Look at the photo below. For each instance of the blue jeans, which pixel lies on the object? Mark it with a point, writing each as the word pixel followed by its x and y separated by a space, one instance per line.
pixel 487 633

---

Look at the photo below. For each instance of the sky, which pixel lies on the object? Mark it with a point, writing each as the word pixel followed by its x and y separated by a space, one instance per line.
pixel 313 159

---

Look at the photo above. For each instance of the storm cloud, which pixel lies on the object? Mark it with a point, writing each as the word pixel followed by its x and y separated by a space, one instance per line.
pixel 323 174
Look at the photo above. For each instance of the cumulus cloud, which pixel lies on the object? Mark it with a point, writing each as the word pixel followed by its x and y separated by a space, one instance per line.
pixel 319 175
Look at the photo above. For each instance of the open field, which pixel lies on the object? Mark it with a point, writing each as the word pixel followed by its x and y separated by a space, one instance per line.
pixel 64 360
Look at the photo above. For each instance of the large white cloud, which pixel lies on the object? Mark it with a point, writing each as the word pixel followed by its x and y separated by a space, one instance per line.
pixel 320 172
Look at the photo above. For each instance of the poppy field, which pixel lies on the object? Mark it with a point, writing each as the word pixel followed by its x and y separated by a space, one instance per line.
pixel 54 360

What to produce.
Find each line in the material above that contains the string "cloud", matching case exactly, and copy those lines out in full.

Right answer.
Look at the photo above. For each instance of the storm cloud, which pixel lies on the object? Mark it with a point, writing each as the word pixel followed by its x and y separated by a space, one instance per line.
Look at the photo above. For each instance of the cumulus cloud, which pixel lies on the object? Mark it with a point, writing each as the word pixel followed by its x and y separated by a space, one instance per line.
Look at the photo above. For each instance of the large white cloud, which pixel lies on the object? Mark it with a point, writing each as the word pixel followed by its x and y separated by a space, one instance per line.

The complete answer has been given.